We’ve compiled a list of five reasons why comms should take the lead following such incidents:

1: Angry customers and tarnished reputation

23andMe customers were already angry that the firm changed its Terms of Service following the incident to make filing a class action suit harder. The firm’s lawyers risk inflaming these sentiments and further tarnishing the brand, argues Eskenzi.

“Following a breach, organisations must examine their own security practices and implement steps to prevent it from happening again, and then communicate this to stakeholders,” she says. “Failure to do this is an easy way to enrage victims, and throwing accusations around stokes the legal fire.”

2: Financial impact

Lost customers and a tarnished brand can have a direct financial impact on any organisation. Over half (59%) of UK online consumers would stop shopping at a retailer if it were a victim of a cyber attack, according to Akamai research. Additionally, IBM claims that “lost business” – which includes the “cost of lost customers and acquiring new customers, reputation losses and diminished goodwill” – comprises 29% of total average breach costs.

“A poorly handled cyber attack can be costly both financially and reputationally,” argues Eskenzi. “Statements like these are damage control. They shouldn’t throw your team or customers into more chaos. Act confidently, but with caution.”

3: Lawyers can dehumanise incidents

At times like these, customers want empathy, argues Kate Hartley, co-founder of crisis comms training provider Polpeo.

“What is it like to be the victim here? Act based on what people need from you, not just what you need to cover up the crisis,” she tells Assured Intelligence. “Think what it’s like to have your data stolen, and then be told it’s your fault. Then decide what to do.”

4: Crisis management should be a team effort

Taking a comms- rather than legal-led approach may improve consensual decision-making and ultimately deliver a better outcome.

“Just because it’s legal doesn’t make it right. Leaders should listen to advice from their communications people and their lawyers – and then decide what’s right for the business based on a combination of legal, moral and reputation considerations,” argues Hartley. “Doing the right thing by your customers is a good place to start.”

5: Lawyers can leave an information black hole

23andMe customer Alyson Hu filed a class action lawsuit on December 26, noting that a breach notification from the firm was concerningly light on detail.

“Since the [23andMe data breach] occurred, several news sources have reported that threat actors listed mass amounts of the stolen data for sale on the dark web,” Hu reportedly alleged. “Defendant has failed to address these reports, failed to inform victims when and how the data breach occurred and has even failed to say whether the security threat is still a risk to customers.”

Kate Hartley’s takeaways for businesses:

  • “Get yourself a good reputation lawyer who will understand this stuff. Good reputation lawyers are worth their weight in gold. They’ll work with PR teams to look not just at what’s legal, but what the long-term impact is on reputation.
  • Decide what you want to achieve from the crisis. ITo retain your customers’ loyalty, look after them instead of blaming them.
  • Talk to your customers, or your customer service team. How is your response likely to go down with them?
  • Hold a full review once the crisis is resolved. What worked, what didn’t, and what can you learn? Include different points of view, and really learn from it. It might be messy or uncomfortable, but it’ll be worth it.
  • Build trust ahead of a crisis. The reputation you have when the incident starts will be the reputation that sees you through the crisis. Make sure it’s a good one.”

**RECORDS SHOWN:**
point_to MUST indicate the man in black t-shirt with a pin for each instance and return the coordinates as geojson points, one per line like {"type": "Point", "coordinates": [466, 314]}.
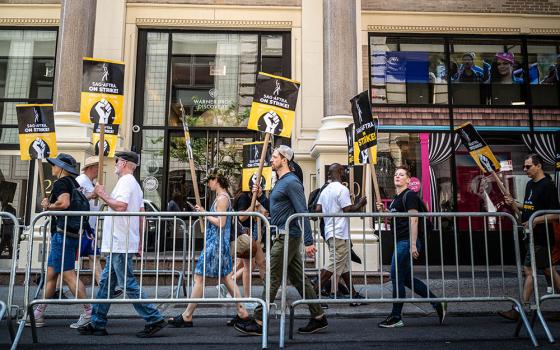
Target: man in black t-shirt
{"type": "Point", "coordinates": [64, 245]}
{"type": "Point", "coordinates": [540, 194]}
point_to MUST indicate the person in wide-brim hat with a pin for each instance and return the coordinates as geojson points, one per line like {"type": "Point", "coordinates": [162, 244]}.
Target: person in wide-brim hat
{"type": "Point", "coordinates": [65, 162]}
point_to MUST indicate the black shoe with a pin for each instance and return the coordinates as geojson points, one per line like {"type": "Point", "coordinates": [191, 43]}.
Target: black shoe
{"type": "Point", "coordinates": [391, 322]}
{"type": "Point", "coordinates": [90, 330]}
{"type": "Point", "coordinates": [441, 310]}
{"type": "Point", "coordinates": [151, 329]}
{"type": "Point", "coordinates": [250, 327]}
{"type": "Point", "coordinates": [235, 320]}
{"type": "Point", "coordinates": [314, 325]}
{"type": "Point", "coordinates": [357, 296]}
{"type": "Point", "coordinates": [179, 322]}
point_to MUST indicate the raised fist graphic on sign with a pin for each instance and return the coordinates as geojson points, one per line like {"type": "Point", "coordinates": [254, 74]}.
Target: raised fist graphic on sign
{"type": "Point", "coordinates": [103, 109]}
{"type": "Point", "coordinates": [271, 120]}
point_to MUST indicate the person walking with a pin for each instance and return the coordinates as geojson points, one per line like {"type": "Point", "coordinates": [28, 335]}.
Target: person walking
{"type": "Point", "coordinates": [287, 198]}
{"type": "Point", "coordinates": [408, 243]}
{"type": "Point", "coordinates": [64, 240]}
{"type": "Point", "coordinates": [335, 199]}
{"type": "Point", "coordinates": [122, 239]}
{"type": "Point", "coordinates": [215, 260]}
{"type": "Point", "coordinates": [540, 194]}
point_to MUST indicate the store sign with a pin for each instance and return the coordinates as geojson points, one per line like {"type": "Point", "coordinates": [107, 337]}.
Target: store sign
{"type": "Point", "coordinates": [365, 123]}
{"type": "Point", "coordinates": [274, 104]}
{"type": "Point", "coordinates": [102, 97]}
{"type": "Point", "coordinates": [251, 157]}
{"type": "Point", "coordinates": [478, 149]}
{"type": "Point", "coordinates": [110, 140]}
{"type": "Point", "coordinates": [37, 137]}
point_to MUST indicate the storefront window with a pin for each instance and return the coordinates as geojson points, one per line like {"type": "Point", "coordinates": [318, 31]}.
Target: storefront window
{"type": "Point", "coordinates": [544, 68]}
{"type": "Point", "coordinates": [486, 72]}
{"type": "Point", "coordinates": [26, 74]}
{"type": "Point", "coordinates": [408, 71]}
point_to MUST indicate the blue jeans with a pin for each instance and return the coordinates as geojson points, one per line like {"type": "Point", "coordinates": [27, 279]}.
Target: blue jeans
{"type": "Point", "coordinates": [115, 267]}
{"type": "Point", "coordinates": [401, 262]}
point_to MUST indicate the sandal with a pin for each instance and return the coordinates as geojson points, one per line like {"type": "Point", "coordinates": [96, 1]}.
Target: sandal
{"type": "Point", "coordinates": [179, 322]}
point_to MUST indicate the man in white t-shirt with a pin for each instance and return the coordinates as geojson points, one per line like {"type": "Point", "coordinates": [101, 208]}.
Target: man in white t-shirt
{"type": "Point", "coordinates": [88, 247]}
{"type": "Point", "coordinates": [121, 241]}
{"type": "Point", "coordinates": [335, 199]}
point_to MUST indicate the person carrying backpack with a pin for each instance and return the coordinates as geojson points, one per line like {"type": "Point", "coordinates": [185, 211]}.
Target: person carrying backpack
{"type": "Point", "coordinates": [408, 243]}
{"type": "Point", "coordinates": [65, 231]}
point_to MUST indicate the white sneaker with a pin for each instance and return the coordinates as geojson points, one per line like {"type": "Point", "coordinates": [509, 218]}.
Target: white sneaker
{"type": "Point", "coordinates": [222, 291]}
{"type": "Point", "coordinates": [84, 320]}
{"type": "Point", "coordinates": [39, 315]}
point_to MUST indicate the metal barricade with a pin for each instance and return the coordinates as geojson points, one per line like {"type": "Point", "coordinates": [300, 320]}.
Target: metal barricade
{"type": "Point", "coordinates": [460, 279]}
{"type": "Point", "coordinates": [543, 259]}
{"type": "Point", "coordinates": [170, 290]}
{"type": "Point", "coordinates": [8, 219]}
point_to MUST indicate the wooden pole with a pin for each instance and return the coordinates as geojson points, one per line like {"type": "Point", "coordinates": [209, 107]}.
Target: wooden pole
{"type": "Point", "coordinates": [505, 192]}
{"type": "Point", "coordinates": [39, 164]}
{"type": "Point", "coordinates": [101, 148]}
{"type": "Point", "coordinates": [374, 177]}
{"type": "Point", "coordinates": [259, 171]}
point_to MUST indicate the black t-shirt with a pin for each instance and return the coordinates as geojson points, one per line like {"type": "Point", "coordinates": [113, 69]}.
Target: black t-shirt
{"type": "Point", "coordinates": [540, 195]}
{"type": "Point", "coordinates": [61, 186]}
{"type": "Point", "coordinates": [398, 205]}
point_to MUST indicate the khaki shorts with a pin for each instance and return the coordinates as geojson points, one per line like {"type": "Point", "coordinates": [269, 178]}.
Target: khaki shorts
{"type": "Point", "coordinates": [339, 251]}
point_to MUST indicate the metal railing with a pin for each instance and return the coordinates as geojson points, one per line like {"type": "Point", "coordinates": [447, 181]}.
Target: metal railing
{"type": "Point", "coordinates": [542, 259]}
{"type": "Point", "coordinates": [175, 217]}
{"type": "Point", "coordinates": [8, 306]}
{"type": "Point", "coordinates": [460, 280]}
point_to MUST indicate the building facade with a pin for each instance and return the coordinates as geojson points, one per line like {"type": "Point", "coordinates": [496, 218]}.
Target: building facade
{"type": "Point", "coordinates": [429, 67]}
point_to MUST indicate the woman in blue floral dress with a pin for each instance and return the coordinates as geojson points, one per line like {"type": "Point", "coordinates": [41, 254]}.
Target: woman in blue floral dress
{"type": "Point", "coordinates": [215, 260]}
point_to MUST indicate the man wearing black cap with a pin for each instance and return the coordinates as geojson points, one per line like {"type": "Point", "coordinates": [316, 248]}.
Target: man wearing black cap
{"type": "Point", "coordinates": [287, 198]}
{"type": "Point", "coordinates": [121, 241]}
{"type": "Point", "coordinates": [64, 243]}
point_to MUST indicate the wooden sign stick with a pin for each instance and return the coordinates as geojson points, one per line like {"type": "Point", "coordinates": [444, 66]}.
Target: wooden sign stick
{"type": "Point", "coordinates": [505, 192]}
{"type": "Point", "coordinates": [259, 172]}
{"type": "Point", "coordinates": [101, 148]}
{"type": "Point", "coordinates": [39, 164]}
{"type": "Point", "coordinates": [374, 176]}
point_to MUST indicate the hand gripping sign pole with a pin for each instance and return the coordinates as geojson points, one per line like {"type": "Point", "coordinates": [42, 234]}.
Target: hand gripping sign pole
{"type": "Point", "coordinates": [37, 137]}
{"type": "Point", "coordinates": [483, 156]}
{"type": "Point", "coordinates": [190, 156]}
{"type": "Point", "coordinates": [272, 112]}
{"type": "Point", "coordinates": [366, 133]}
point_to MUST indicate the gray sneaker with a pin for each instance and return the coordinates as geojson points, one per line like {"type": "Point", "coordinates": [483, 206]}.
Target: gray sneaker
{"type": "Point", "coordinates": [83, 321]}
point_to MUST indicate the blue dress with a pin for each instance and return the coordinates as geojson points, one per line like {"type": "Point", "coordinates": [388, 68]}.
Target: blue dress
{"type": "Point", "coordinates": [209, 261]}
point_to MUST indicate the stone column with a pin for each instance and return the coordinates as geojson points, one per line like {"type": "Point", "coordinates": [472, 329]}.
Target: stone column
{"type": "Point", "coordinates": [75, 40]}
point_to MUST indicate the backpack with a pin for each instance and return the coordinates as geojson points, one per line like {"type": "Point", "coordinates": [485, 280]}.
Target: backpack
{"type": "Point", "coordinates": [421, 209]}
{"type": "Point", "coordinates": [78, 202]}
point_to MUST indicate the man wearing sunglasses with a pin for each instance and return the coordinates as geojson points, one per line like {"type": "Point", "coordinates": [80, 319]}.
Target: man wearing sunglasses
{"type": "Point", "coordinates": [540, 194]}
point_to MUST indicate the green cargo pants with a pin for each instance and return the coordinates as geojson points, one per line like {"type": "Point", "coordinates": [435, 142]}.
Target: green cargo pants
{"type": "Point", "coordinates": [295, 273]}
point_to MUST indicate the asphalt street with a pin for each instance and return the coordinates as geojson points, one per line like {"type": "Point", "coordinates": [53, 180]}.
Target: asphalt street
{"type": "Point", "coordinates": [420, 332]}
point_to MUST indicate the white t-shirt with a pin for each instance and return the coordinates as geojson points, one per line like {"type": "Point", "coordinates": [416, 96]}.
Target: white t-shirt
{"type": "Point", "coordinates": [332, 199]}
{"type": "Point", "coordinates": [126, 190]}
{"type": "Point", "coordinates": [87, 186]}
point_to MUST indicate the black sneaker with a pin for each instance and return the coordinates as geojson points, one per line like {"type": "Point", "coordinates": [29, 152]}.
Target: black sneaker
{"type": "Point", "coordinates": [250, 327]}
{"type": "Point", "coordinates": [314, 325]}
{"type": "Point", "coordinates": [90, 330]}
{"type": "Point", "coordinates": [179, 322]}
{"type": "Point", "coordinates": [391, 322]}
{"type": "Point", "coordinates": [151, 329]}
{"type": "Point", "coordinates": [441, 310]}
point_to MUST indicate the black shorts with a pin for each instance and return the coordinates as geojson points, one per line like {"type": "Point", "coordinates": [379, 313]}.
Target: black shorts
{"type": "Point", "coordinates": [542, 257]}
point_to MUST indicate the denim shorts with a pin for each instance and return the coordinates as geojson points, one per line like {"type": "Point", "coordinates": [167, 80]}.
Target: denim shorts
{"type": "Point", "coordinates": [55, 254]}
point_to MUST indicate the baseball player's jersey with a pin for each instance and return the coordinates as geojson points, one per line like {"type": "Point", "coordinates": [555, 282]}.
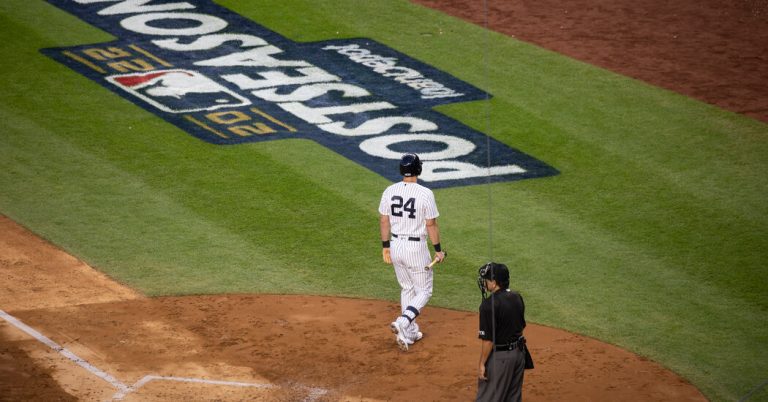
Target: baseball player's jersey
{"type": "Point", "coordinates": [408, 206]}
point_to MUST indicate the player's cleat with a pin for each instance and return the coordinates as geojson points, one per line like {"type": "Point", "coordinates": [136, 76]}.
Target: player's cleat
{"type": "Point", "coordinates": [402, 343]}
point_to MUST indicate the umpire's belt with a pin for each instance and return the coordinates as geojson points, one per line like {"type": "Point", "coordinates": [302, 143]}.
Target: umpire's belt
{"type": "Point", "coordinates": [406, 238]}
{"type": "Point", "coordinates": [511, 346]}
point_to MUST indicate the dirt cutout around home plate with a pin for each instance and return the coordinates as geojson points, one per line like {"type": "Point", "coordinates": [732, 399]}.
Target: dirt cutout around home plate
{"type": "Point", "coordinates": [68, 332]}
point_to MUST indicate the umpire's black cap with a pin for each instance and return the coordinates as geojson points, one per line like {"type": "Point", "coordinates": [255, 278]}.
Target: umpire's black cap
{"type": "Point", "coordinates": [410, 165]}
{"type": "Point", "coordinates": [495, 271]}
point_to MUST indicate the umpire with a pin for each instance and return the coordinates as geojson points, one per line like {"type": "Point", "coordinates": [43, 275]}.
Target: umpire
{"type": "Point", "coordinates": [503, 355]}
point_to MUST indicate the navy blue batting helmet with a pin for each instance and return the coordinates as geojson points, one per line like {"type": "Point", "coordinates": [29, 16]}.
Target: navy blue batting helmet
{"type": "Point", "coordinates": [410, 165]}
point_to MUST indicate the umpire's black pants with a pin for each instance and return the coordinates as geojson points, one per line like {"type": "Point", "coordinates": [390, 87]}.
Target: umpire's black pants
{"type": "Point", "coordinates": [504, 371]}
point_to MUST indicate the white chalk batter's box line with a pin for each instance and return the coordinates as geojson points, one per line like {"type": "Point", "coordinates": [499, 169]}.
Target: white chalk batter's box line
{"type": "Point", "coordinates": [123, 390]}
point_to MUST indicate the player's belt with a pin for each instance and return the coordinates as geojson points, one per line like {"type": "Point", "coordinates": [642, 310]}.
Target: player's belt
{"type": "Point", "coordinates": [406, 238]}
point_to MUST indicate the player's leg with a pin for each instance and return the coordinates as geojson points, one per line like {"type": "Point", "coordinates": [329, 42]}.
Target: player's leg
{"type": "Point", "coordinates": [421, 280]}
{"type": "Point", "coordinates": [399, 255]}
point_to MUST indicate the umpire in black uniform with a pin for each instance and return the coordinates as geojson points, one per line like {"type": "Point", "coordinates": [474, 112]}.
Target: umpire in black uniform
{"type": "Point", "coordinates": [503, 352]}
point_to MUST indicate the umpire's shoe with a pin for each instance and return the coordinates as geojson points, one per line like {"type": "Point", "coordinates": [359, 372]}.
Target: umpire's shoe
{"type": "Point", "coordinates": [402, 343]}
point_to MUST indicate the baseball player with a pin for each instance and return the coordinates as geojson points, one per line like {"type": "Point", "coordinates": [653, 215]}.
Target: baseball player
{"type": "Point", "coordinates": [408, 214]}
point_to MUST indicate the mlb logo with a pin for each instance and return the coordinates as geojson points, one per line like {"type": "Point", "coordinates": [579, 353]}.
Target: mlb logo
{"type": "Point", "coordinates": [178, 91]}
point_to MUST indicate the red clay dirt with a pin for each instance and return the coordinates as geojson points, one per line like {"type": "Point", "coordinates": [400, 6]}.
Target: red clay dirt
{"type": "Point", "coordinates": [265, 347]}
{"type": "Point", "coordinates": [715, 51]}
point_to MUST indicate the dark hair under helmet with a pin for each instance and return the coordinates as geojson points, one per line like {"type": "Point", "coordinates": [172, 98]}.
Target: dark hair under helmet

**WHAT YOU WILL DO:**
From the passage above on handling the 23andMe breach, copy word for word the section starting at "23andMe customers were" and ending at "brand, argues Eskenzi.".

**RESPONSE TO THE TASK:**
23andMe customers were already angry that the firm changed its Terms of Service following the incident to make filing a class action suit harder. The firm’s lawyers risk inflaming these sentiments and further tarnishing the brand, argues Eskenzi.